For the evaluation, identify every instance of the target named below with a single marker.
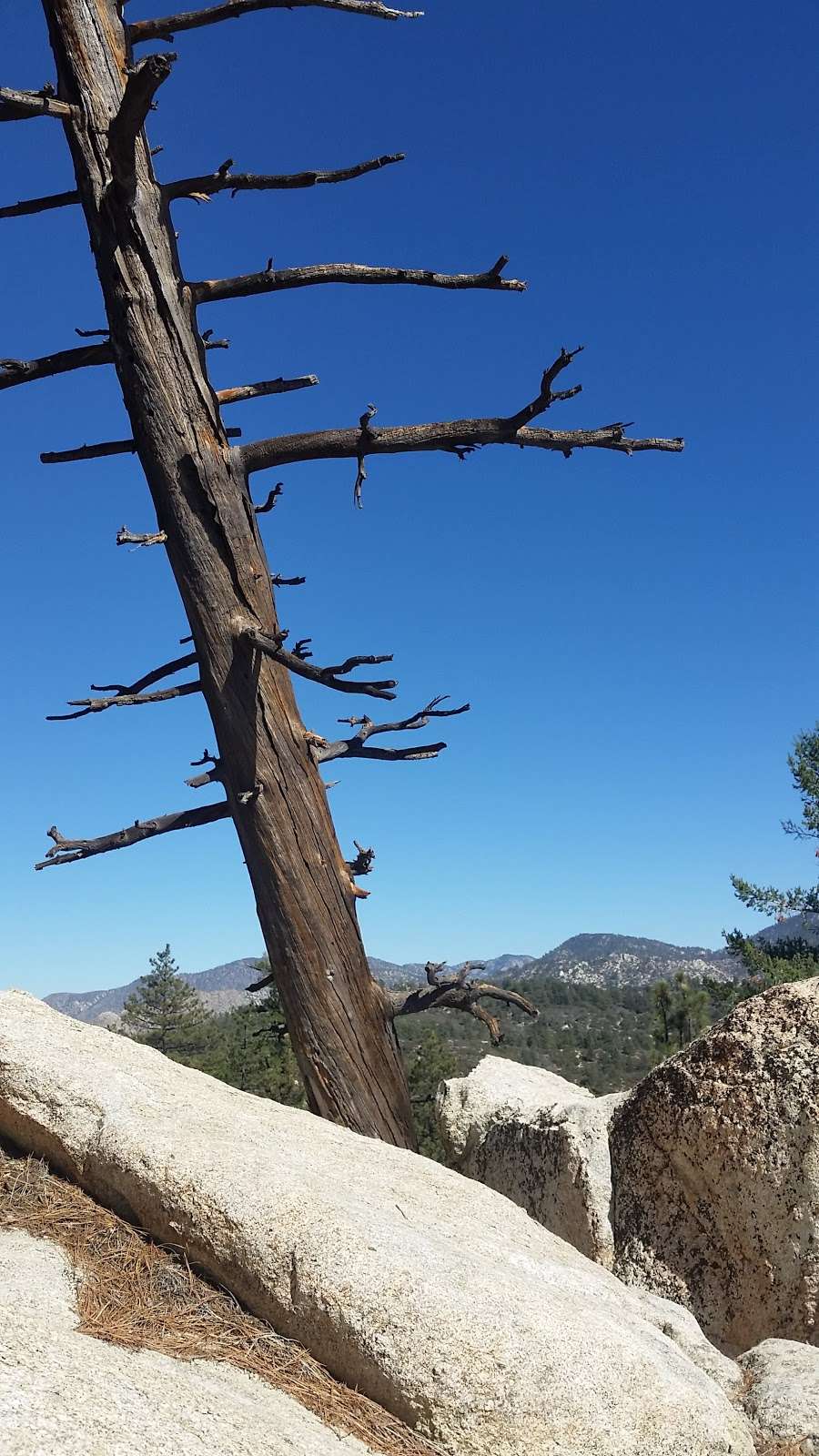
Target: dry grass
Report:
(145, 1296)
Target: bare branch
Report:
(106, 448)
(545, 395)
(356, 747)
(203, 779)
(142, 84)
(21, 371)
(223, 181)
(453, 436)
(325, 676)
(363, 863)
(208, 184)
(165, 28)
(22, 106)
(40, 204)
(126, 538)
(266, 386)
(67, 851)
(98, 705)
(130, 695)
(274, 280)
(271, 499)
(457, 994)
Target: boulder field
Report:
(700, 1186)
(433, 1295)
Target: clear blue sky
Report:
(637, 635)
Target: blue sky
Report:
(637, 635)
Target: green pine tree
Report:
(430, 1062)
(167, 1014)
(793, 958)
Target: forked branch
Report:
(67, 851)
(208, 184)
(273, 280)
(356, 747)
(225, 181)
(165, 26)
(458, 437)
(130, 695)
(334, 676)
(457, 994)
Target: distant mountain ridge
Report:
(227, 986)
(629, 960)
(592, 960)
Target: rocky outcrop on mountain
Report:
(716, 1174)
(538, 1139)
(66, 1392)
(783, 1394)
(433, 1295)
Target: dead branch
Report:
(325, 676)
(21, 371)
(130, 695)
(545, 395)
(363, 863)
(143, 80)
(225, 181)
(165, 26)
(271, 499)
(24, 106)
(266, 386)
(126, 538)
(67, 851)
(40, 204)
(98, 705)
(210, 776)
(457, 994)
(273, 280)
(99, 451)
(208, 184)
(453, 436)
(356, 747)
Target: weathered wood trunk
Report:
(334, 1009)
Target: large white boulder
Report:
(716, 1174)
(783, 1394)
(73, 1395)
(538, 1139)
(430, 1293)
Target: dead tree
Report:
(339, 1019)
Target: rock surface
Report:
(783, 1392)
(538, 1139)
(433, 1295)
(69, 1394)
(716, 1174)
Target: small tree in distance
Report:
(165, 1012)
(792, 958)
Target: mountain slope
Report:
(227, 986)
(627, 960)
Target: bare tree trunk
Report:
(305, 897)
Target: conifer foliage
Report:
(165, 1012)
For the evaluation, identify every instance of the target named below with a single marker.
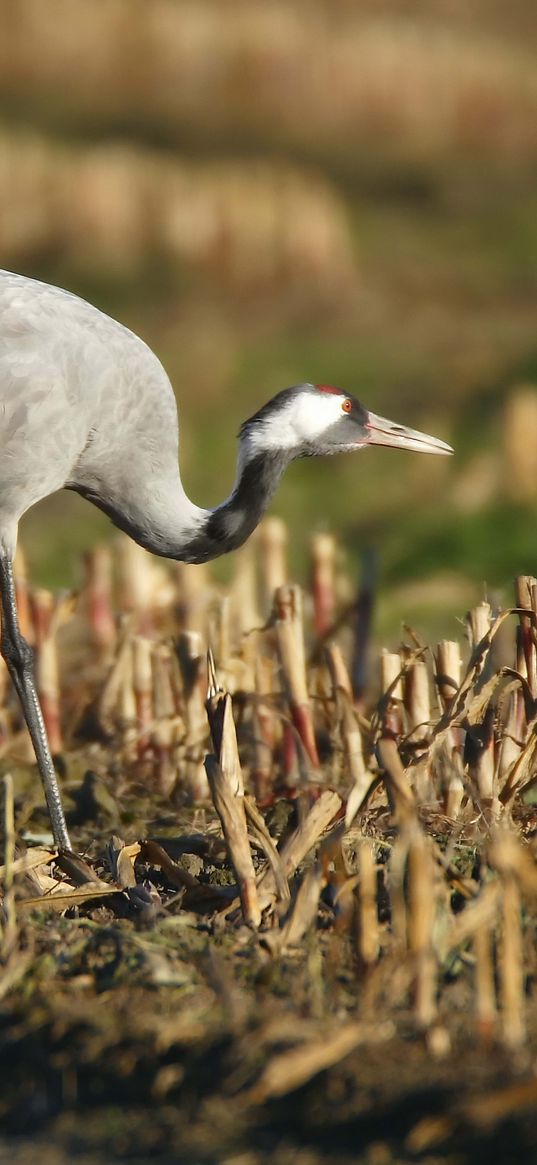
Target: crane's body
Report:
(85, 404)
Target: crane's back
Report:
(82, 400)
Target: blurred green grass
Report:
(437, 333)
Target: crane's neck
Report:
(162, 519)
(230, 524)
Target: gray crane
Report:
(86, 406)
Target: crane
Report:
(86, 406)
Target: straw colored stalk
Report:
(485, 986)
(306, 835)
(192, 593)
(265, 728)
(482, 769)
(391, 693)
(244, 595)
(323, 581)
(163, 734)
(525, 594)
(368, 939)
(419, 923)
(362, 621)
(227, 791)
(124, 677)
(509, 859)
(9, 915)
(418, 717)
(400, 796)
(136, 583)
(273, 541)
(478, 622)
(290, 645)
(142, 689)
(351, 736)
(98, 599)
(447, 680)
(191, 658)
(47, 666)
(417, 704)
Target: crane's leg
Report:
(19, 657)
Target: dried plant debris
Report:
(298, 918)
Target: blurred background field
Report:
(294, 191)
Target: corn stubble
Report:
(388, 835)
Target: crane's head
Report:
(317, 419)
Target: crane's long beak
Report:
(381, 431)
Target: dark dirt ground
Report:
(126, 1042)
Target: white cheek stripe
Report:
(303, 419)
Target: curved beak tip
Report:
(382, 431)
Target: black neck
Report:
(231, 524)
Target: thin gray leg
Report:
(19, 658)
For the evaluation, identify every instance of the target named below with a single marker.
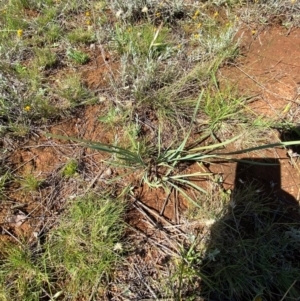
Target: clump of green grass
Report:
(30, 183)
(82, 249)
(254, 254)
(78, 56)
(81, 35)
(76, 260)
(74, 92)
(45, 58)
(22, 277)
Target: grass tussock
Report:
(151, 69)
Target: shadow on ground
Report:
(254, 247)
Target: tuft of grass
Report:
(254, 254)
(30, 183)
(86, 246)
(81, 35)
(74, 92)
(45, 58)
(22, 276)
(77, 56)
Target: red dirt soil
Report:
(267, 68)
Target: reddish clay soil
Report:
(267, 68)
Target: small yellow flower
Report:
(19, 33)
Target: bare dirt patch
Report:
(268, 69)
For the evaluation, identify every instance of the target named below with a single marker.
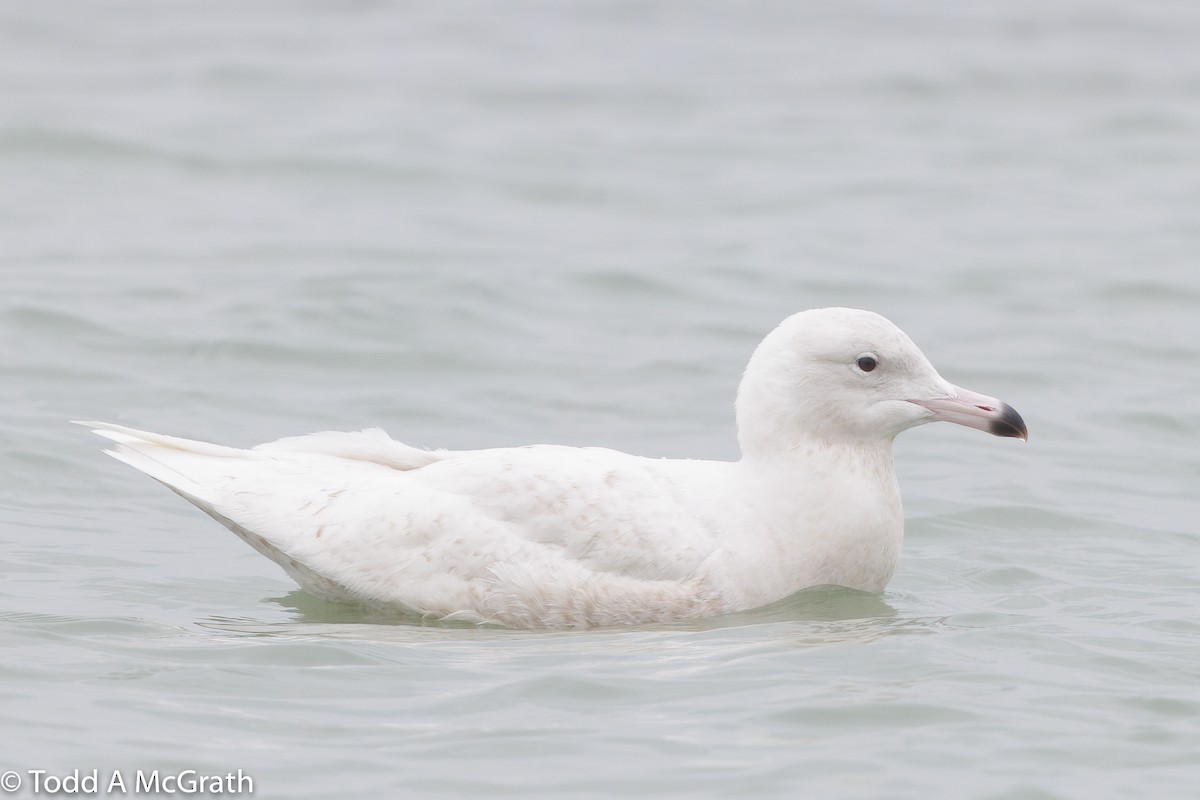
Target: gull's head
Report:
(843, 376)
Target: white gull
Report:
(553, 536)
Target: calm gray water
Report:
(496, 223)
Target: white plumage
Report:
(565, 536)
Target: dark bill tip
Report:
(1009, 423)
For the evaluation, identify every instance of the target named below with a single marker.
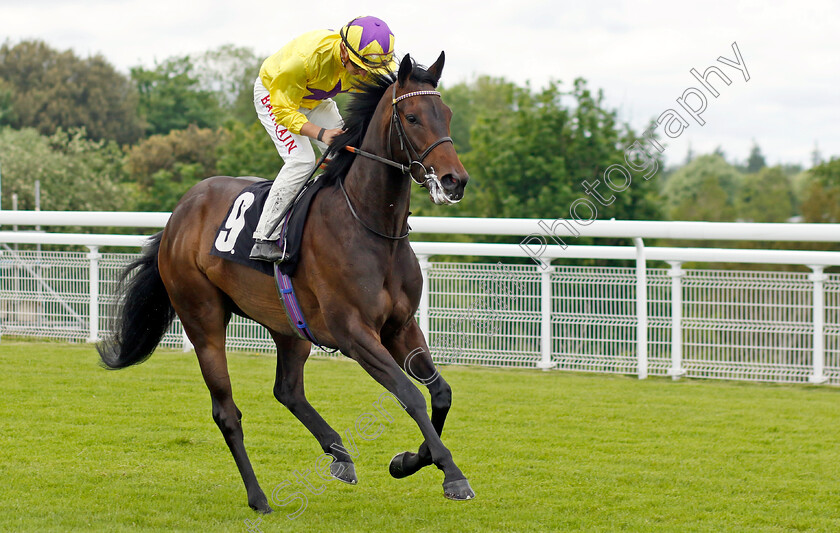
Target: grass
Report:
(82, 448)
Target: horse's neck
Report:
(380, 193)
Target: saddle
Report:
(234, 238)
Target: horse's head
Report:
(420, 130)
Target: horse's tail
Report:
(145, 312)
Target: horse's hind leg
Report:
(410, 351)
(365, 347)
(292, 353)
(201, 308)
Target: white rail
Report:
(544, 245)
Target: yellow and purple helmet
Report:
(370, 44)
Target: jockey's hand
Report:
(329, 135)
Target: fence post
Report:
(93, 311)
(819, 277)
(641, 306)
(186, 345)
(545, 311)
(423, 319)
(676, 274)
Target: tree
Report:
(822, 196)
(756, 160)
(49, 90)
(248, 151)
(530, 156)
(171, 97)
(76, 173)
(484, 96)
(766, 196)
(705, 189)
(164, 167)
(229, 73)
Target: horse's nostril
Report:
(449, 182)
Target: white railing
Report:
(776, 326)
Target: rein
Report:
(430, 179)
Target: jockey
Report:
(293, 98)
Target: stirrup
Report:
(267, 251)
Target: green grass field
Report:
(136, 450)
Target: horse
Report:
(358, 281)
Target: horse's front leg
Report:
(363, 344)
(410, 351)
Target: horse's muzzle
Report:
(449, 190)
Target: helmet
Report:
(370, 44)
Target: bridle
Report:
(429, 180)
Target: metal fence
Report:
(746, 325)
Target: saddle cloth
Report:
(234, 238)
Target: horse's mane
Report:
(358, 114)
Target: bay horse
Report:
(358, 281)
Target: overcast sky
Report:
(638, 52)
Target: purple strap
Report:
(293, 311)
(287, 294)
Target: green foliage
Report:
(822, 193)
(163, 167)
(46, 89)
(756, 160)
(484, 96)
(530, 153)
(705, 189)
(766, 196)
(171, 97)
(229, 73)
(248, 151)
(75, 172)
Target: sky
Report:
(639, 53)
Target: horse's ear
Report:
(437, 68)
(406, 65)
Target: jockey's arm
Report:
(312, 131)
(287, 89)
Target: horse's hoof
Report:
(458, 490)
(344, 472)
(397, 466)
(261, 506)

####

▶ [Prompt]
Edit the records above by replacing every "Report" with "Points", keeping everything else the same. Leave the pictures out of your answer.

▶ [Response for this exercise]
For the evaluation, identify every instance of the target named below with a single marker.
Target: dry grass
Points:
(145, 1296)
Target: bare branch
Points:
(106, 448)
(545, 395)
(356, 747)
(203, 779)
(142, 84)
(21, 371)
(223, 181)
(453, 436)
(325, 676)
(363, 863)
(208, 184)
(165, 28)
(22, 106)
(40, 204)
(126, 538)
(266, 386)
(67, 851)
(98, 705)
(130, 695)
(274, 280)
(271, 499)
(457, 994)
Target: boulder field
Points:
(700, 1186)
(433, 1295)
Target: clear blue sky
Points:
(637, 635)
Target: blue sky
Points:
(637, 635)
Target: green pine tree
Points:
(430, 1062)
(167, 1014)
(793, 958)
Target: forked branch
Points:
(67, 851)
(208, 184)
(273, 280)
(356, 747)
(225, 181)
(165, 26)
(458, 437)
(130, 695)
(334, 676)
(457, 994)
Target: distant mountain ridge
Points:
(227, 986)
(629, 960)
(592, 960)
Target: rocky outcrop on mountain
Points:
(716, 1174)
(538, 1139)
(66, 1392)
(783, 1394)
(433, 1295)
Target: dead branch
Points:
(325, 676)
(21, 371)
(130, 695)
(545, 395)
(363, 863)
(143, 80)
(225, 181)
(165, 26)
(271, 499)
(24, 106)
(266, 386)
(126, 538)
(67, 851)
(40, 204)
(98, 705)
(210, 776)
(457, 994)
(273, 280)
(99, 451)
(208, 184)
(453, 436)
(356, 747)
Target: weathered wood trunk
Points:
(334, 1009)
Target: large white boulder
Points:
(716, 1174)
(783, 1394)
(73, 1395)
(538, 1139)
(430, 1293)
Target: dead tree
Points:
(339, 1019)
Target: rock surface
Points:
(783, 1392)
(538, 1139)
(433, 1295)
(69, 1394)
(716, 1174)
Target: small tree in distance
Points:
(165, 1012)
(792, 958)
Target: mountain slope
Points:
(227, 986)
(627, 960)
Target: bare tree trunk
Points:
(305, 897)
Target: conifer foliage
Points:
(165, 1012)
For the evaluation, identify every instance of the target named below with a single marker.
Target: crane's body
Points:
(85, 404)
Target: crane's back
Points:
(82, 400)
Target: blurred green grass
Points:
(437, 333)
Target: crane's neck
Points:
(162, 519)
(230, 524)
Target: gray crane
Points:
(86, 406)
Target: crane
Points:
(86, 406)
Target: straw colored stalk
Points:
(485, 986)
(306, 835)
(192, 593)
(265, 728)
(482, 769)
(391, 693)
(244, 595)
(323, 581)
(163, 734)
(525, 594)
(368, 939)
(419, 923)
(362, 621)
(227, 791)
(124, 677)
(509, 859)
(9, 915)
(418, 717)
(400, 796)
(136, 583)
(273, 541)
(478, 622)
(290, 645)
(142, 689)
(351, 736)
(98, 599)
(447, 680)
(191, 658)
(47, 666)
(417, 704)
Target: crane's leg
Points:
(19, 657)
Target: dried plant debris
Points:
(298, 918)
Target: blurred background field
Points:
(294, 191)
Target: corn stubble
Points:
(388, 835)
Target: crane's head
Points:
(317, 419)
Target: crane's long beak
Points:
(381, 431)
Target: dark dirt ground
Points:
(126, 1042)
Target: white cheek stripe
Points:
(303, 419)
Target: curved beak tip
Points:
(382, 431)
Target: black neck
Points:
(231, 524)
Target: thin gray leg
Points:
(19, 658)
For the evaluation, identify every instance of the target named below with a single marker.
Target: clump of green grass
Points:
(30, 183)
(82, 249)
(254, 254)
(78, 56)
(81, 35)
(76, 260)
(74, 92)
(45, 58)
(22, 277)
Target: grass tussock
Points:
(151, 69)
Target: shadow on ground
Points:
(254, 247)
Target: tuft of grass
Points:
(254, 254)
(30, 183)
(86, 246)
(81, 35)
(74, 92)
(45, 58)
(22, 276)
(77, 56)
Target: red dirt soil
Points:
(267, 68)
Target: reddish clay soil
Points:
(267, 68)
Target: small yellow flower
Points:
(19, 33)
Target: bare dirt patch
Points:
(268, 69)
For the evaluation, identify every instance of the target named below with a single marker.
Target: gull's head
Points:
(843, 376)
Target: white gull
Points:
(553, 536)
Target: calm gray water
Points:
(496, 223)
Target: white plumage
Points:
(565, 536)
Target: dark bill tip
Points:
(1009, 423)
For the evaluation, identify every instance of the target named below with a single marker.
Target: grass
Points:
(82, 448)
Target: horse's neck
Points:
(380, 193)
Target: saddle
Points:
(234, 238)
Target: horse's head
Points:
(420, 130)
Target: horse's tail
Points:
(145, 312)
Target: horse's hind leg
Points:
(410, 351)
(365, 347)
(292, 353)
(201, 308)
Target: white rail
Points:
(544, 245)
Target: yellow and purple helmet
Points:
(370, 44)
Target: jockey's hand
Points:
(329, 135)
Target: fence post
Points:
(93, 311)
(819, 277)
(641, 306)
(186, 345)
(545, 311)
(423, 319)
(676, 274)
Target: tree
Points:
(822, 196)
(756, 160)
(49, 90)
(248, 151)
(530, 156)
(171, 97)
(76, 173)
(484, 96)
(766, 196)
(705, 189)
(164, 167)
(229, 73)
Target: horse's nostril
Points:
(449, 182)
Target: white railing
Points:
(776, 326)
Target: rein
Points:
(430, 179)
Target: jockey
Points:
(293, 98)
Target: stirrup
Points:
(267, 251)
Target: green grass field
Points:
(136, 450)
Target: horse
Points:
(358, 281)
Target: horse's front leg
Points:
(363, 344)
(410, 351)
Target: horse's muzzle
Points:
(449, 190)
Target: helmet
Points:
(370, 44)
Target: bridle
Points:
(429, 180)
Target: metal fence
Points:
(746, 325)
Target: saddle cloth
Points:
(234, 238)
Target: horse's mane
Points:
(358, 114)
Target: bay horse
Points:
(358, 281)
Target: overcast sky
Points:
(638, 52)
Target: purple strap
Points:
(293, 311)
(287, 294)
Target: green foliage
Points:
(822, 193)
(163, 167)
(46, 89)
(756, 160)
(484, 96)
(530, 153)
(705, 189)
(766, 196)
(171, 97)
(229, 73)
(248, 151)
(75, 172)
Target: sky
Points:
(639, 53)
Target: horse's ear
Points:
(437, 68)
(406, 65)
Target: jockey's arm
Points:
(312, 131)
(287, 89)
Target: horse's hoof
Points:
(458, 490)
(344, 472)
(397, 466)
(261, 506)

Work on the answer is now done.